» **TASK DIRECTIONS**:
Copy out, unchanged, the rows from the one containing "nostril. Tag each instance with a single point." through the one containing "eyebrow. Tag each instance with a single point.", both included, and nothing else.

» **SOURCE MATERIAL**:

....................

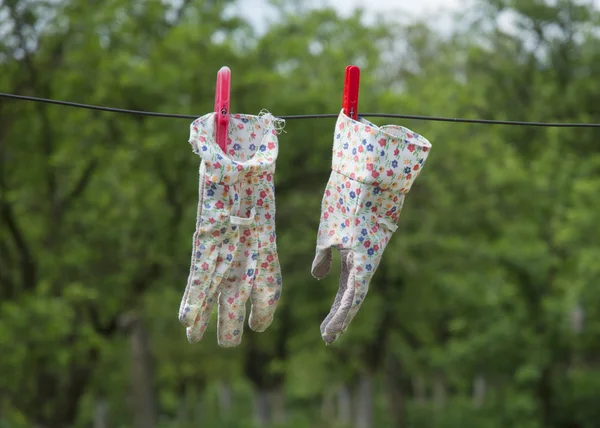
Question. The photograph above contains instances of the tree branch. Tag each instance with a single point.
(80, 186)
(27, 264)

....................

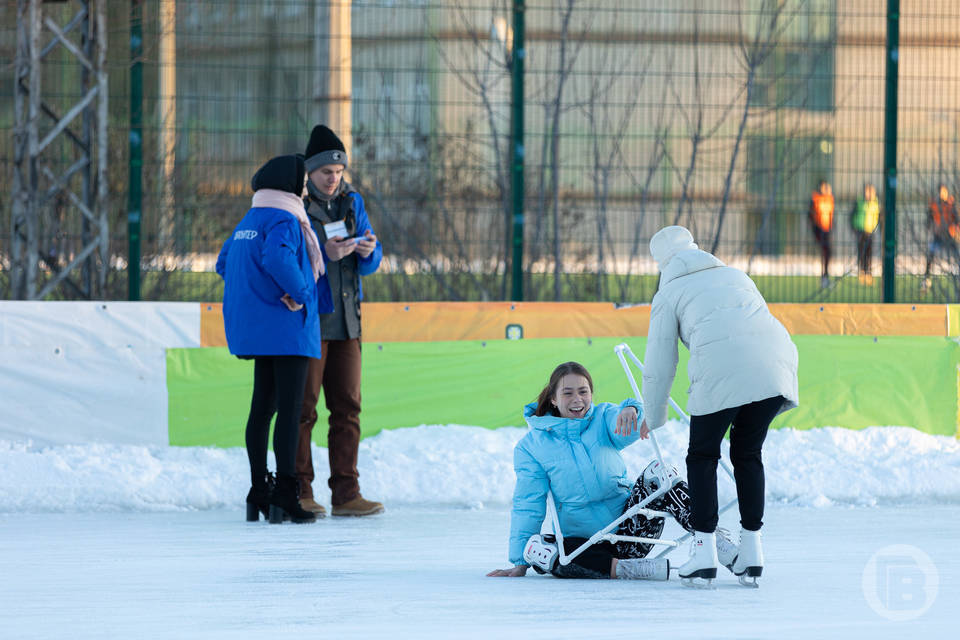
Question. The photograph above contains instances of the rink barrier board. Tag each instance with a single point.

....................

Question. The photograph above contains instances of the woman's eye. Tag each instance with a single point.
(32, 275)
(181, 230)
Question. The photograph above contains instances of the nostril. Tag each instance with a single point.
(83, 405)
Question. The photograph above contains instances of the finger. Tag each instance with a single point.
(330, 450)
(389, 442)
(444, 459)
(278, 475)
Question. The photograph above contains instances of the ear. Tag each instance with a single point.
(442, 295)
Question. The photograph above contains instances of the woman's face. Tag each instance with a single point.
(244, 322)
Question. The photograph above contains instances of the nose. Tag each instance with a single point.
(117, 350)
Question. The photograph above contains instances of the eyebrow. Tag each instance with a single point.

....................

» **TASK OUTPUT**:
Question. The photograph above contains instances of the nostril. Tag each instance with a single point.
(83, 405)
Question. The photograph above contains instances of the finger. Tag each instance with a single point.
(330, 450)
(389, 442)
(444, 459)
(278, 475)
Question. The photograph above contains instances of the ear. Tag each instance with a single point.
(442, 295)
Question. The photograph above contains instances of the woman's face. Tag each instance with a single point.
(244, 322)
Question. The photograph above contains instances of the nose. Tag each instance with a single point.
(117, 350)
Question. The photograph above contains instances of the eyebrow. Tag each instance with a single point.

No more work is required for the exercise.